• About this task: Continue the text about Sue Steele's exhibition Start Where You Are from the point where it stops.
----- Text block
Start Where You Are by Sue Steele

28th January – 11th February 2025

Sue Steele’s work has changed dramatically over the years, from her beginnings at GSA, rooted in a traditional painting practice, to working in a myriad of constantly evolving mediums, Sue has established herself as a mainstay of the Glaswegian art scene. In this new exhibition of work, Start Where You Are, Sue presents a series of portraits of her colleagues from Greencity Whole Foods in Dennistoun alongside a collection of mixed-media self-portraits, textiles, masks, and linocuts, all in the dynamic and avant-garde style we’ve come to expect from Sue, and we’re delighted to welcome her back to Six Foot Gallery.


Read our interview with Sue over on our blog >>

It’s a journey of self-exploration. I’m not sure what it’s saying but I identify with it and it excites me.

Towards the end of art school Sue found herself isolated as a painter, and from mainstream art and society as a whole, so she took off across Europe on a quest to establish her identity. It was there that she discovered other underground, mainly self-taught artists, mostly from a travelling background, and together they created a new concept of art, artists, and places where art could be viewed, giving Sue the excitement and freedom that she craved. While in Berlin, Sue crossed paths with the Mutoid Waste Company, a performance arts group founded in London in the early eighties. They became a huge part of her life, heavily influencing the way she thought about and made art, and leading her to Mutonia, an arts commune in Rimini in Italy, where she became part of the collective of artists there.
----------
----- Given records
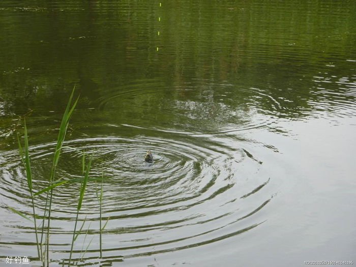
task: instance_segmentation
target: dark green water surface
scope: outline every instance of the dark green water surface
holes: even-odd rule
[[[355,1],[6,0],[0,34],[2,264],[40,264],[33,224],[7,207],[32,212],[21,116],[37,192],[74,85],[57,176],[92,153],[110,217],[100,259],[89,183],[79,265],[356,264]],[[51,266],[69,258],[79,187],[54,191]]]

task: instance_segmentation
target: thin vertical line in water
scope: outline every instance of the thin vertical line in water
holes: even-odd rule
[[[160,7],[162,7],[162,3],[160,2]],[[158,22],[161,22],[161,17],[158,17]],[[157,36],[160,36],[160,31],[157,31]],[[157,45],[157,47],[156,48],[156,51],[158,52],[158,45]]]

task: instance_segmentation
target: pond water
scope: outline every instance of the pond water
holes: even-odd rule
----------
• Answer to the exercise:
Photo of Sue by Harrison Reid

Emerging from the pandemic and returning to Glasgow after the death of her dad, Sue found a lifeline in the form of Greencity Whole Foods, an ethically sourced, vegetarian food and drink wholesaler based in Dennistoun; a workers co-op, democratically run by its members since 1978. Greencity had been on Sue’s radar for some time, with many of her friends and her brother doing stints there over the years. She joined the team two years ago as an HGV driver, and has never looked back. Greencity was an oasis which gave her community, support, and purpose. 

Sue wanted to celebrate her Greencity co-workers in a way that captured the energy of their shared workplace and that could articulate the hope and belief it inspired in her. Although Sue admits that the resulting portraits were initially challenging, she came to find the process deeply gratifying. The ever expanding collection of joyous, bright paintings are full of personality and clearly express the enthusiasm that Sue associates with her colleagues, and with Greencity.

I think the fact that I struggled with them gave them a fierce strength and a life of their own that I like. They are very honest portraits.

The self-portraits featured in the show were painted by Sue during lockdown when she was, like so many of us, feeling isolated as an artist and losing her sense of self. The self-imposed discipline of creating daily enabled Sue to see her painting skills improving day by day; tangible progress in a world that had come to a standstill.

“A couple of years later I revisited the self-portraits and thought they were AWFUL. To me, they didn’t work as paintings, they were just bad self-portraits… so, I tore them in half! When I collaged them back together, they sang out to me and finally turned into something I could identify with. They sat around for another year or so until I got them professionally framed, and now they’re on display here. They tell the story of a very personal journey. They are finished.”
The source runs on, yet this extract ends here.